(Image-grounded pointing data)

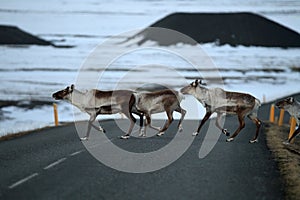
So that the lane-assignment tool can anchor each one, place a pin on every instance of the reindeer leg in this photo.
(167, 124)
(90, 123)
(132, 122)
(296, 132)
(182, 112)
(150, 124)
(258, 125)
(141, 130)
(219, 116)
(127, 110)
(241, 118)
(206, 117)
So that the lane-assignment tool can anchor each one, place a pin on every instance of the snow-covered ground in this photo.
(35, 72)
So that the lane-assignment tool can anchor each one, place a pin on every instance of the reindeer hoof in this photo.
(180, 129)
(195, 134)
(84, 138)
(125, 137)
(226, 132)
(142, 135)
(253, 141)
(102, 129)
(160, 134)
(286, 142)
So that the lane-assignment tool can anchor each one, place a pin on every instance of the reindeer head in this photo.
(284, 103)
(191, 88)
(63, 94)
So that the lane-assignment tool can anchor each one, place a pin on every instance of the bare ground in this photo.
(287, 157)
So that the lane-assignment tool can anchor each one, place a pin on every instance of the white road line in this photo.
(22, 180)
(55, 163)
(75, 153)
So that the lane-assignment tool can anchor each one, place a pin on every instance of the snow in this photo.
(35, 72)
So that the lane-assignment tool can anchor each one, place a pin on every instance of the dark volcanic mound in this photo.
(244, 28)
(11, 35)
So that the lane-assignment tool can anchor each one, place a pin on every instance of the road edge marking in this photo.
(23, 180)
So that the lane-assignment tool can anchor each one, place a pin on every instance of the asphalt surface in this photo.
(54, 164)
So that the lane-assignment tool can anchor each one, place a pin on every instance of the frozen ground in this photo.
(34, 72)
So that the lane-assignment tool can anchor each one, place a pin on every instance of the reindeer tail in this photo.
(180, 96)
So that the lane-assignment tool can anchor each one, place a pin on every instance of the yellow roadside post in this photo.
(55, 114)
(292, 128)
(272, 114)
(280, 121)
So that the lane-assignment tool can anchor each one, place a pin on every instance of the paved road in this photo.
(54, 164)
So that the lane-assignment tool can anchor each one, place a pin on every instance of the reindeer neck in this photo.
(77, 98)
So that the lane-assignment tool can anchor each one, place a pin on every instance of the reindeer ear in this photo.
(195, 83)
(71, 88)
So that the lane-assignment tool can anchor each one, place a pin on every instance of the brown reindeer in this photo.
(292, 106)
(225, 102)
(155, 102)
(95, 102)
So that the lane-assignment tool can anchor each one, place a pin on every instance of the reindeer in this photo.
(155, 102)
(95, 102)
(222, 102)
(292, 106)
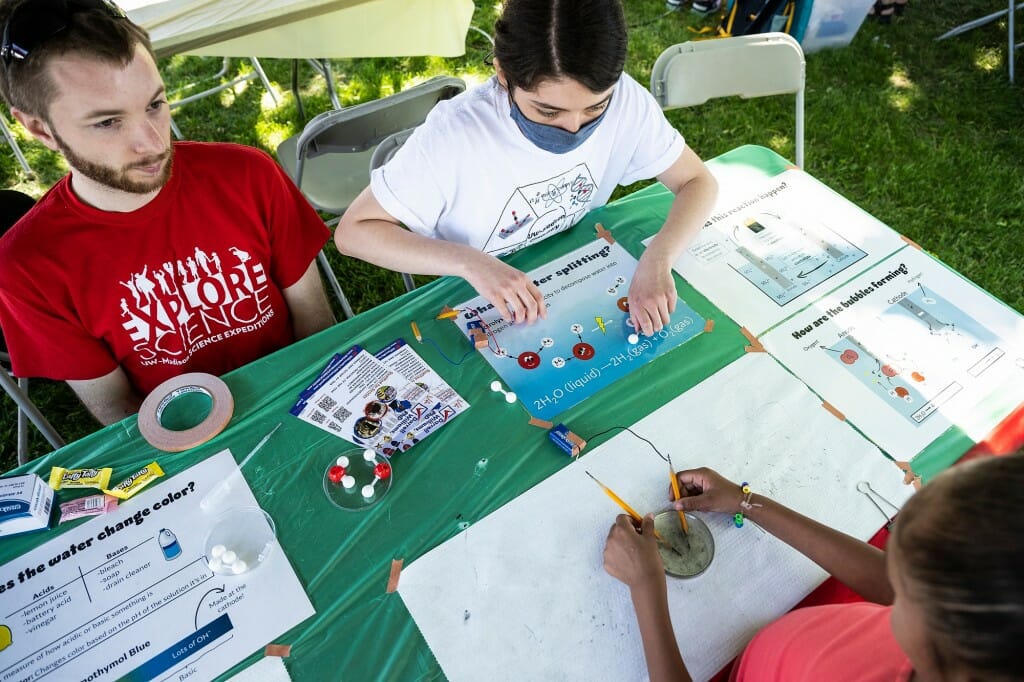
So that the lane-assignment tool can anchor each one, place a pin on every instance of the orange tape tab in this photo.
(392, 580)
(836, 413)
(911, 242)
(448, 312)
(908, 476)
(279, 650)
(755, 346)
(603, 233)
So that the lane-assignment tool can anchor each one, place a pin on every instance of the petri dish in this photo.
(684, 555)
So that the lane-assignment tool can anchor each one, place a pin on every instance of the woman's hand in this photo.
(512, 293)
(706, 489)
(652, 296)
(631, 556)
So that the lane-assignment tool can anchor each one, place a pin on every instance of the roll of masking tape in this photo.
(152, 412)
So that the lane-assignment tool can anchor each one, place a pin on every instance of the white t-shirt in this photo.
(469, 175)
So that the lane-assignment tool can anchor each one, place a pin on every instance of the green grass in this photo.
(924, 135)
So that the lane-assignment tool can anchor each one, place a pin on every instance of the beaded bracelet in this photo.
(744, 504)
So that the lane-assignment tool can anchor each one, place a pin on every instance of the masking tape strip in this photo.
(911, 242)
(392, 580)
(194, 382)
(448, 312)
(603, 233)
(836, 413)
(755, 346)
(280, 650)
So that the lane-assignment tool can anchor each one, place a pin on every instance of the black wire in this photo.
(653, 446)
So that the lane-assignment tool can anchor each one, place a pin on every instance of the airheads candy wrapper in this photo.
(136, 481)
(91, 506)
(60, 477)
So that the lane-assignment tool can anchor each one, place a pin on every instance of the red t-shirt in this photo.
(830, 642)
(192, 282)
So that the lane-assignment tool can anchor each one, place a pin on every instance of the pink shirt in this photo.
(830, 642)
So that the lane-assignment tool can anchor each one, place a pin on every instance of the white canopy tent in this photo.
(301, 29)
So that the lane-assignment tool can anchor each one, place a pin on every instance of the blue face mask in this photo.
(552, 138)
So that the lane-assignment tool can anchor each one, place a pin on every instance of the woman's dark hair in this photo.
(583, 40)
(961, 543)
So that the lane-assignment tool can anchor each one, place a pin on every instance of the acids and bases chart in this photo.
(765, 254)
(130, 595)
(388, 401)
(906, 350)
(584, 343)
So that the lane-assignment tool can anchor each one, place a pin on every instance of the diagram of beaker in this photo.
(168, 544)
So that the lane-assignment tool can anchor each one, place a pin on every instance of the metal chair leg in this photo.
(14, 147)
(263, 79)
(332, 280)
(295, 91)
(32, 412)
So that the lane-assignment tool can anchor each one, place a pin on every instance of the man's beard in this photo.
(118, 178)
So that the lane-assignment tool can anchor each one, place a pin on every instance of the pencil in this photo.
(676, 496)
(622, 503)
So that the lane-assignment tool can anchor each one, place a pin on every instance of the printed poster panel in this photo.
(907, 350)
(767, 252)
(129, 595)
(584, 343)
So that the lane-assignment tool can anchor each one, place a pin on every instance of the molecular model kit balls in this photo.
(497, 387)
(224, 560)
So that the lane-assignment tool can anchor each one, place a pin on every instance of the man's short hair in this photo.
(91, 33)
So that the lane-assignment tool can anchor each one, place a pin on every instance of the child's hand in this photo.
(630, 556)
(706, 489)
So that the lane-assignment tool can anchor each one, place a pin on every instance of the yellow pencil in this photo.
(622, 503)
(676, 496)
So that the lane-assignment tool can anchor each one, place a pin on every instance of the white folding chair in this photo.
(13, 205)
(9, 138)
(330, 159)
(17, 390)
(757, 66)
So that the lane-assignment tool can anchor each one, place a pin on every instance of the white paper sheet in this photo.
(522, 594)
(906, 350)
(771, 248)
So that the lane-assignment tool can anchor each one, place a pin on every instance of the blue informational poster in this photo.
(585, 342)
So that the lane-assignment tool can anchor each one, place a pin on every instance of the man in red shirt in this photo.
(148, 259)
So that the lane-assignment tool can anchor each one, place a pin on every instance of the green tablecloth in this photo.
(342, 558)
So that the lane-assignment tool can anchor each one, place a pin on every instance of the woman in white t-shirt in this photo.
(526, 155)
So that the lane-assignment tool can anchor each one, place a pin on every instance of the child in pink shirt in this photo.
(945, 602)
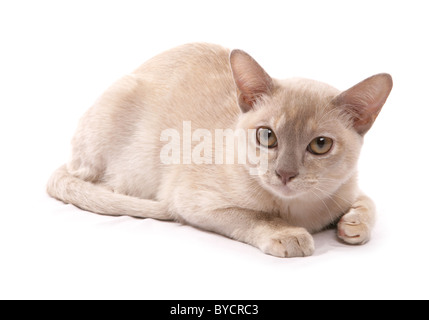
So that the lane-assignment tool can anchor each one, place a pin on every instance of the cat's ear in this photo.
(251, 79)
(365, 100)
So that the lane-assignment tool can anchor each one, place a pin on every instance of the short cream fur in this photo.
(115, 167)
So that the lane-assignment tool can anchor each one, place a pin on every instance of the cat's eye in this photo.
(320, 145)
(266, 137)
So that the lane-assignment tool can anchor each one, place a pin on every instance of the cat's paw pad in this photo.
(352, 229)
(289, 243)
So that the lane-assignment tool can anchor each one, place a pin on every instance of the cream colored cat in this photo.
(310, 133)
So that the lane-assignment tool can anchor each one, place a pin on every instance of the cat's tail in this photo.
(95, 198)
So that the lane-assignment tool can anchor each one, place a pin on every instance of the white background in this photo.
(56, 57)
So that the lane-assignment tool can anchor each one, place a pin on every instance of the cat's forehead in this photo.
(302, 104)
(303, 98)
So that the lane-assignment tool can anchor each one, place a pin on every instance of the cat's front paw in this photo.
(290, 242)
(353, 227)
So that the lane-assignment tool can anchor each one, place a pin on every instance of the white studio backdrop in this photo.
(57, 57)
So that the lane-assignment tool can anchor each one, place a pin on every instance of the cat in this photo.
(310, 133)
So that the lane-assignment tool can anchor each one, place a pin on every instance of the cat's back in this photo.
(192, 82)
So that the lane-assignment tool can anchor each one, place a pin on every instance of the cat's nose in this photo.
(286, 176)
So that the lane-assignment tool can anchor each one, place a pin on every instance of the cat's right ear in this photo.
(251, 79)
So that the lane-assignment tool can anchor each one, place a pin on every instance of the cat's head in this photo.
(312, 132)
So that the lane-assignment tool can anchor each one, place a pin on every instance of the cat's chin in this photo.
(285, 191)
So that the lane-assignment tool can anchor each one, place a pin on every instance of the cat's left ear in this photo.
(251, 79)
(365, 100)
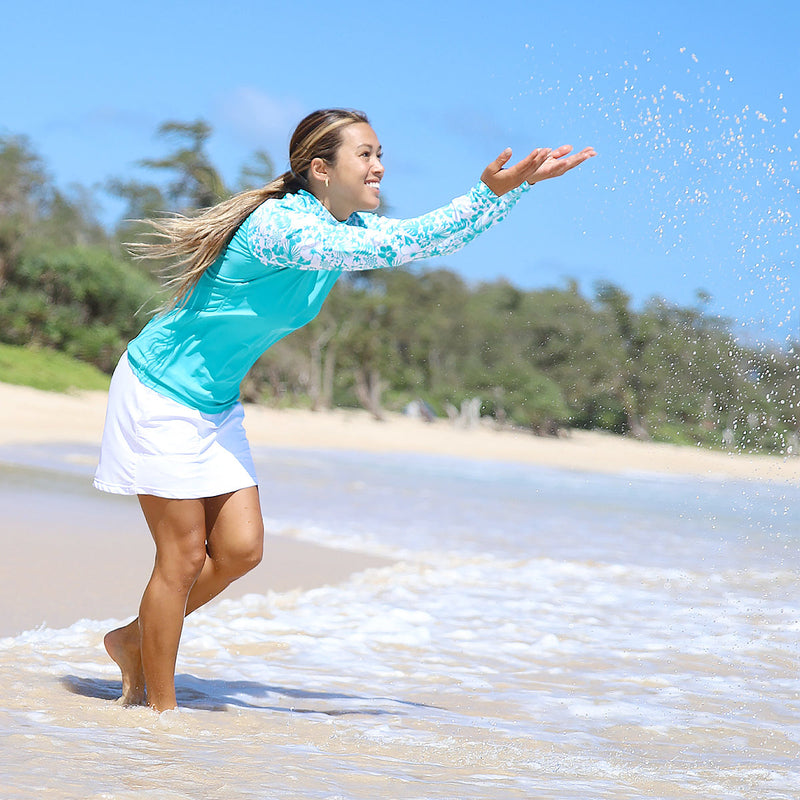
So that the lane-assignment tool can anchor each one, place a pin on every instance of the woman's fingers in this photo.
(538, 165)
(502, 179)
(560, 162)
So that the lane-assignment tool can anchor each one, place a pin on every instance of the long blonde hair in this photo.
(194, 243)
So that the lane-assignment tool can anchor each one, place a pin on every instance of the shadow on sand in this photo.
(216, 695)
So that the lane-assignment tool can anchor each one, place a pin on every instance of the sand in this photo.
(72, 552)
(32, 416)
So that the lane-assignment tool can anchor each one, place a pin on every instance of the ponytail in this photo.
(194, 243)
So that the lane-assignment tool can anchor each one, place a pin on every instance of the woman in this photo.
(251, 270)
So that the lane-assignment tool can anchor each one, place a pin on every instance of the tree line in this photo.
(547, 359)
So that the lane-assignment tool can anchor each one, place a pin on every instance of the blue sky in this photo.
(694, 109)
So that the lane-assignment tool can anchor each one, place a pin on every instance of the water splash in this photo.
(712, 182)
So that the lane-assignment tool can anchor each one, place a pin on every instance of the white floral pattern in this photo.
(297, 231)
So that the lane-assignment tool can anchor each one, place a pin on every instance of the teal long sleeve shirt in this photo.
(274, 276)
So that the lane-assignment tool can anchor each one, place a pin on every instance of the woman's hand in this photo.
(541, 164)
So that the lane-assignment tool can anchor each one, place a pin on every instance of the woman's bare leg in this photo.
(234, 537)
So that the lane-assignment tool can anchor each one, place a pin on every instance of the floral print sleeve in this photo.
(297, 231)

### WHAT IS EXPECTED
Take the line that contains "sleeve shirt in this photo." and every line after it to the end of the entries above, and reproduce them exactly.

### ANSWER
So that the lane-assignment tool can anchor each one, place a pin on every instance of the teal long sleeve shirt in this photo.
(274, 276)
So that the lane-assignment tool can anchor each one, place a pin on every instance of the woman's hand in this photo.
(541, 164)
So that the lane-assignment tool can anchor each one, place a pin on every instance of the woman's bare leg in this photo.
(234, 537)
So that the lane-assignment tool can anchor each one, place a pin on every instance of the floral print sleeve in this photo.
(297, 231)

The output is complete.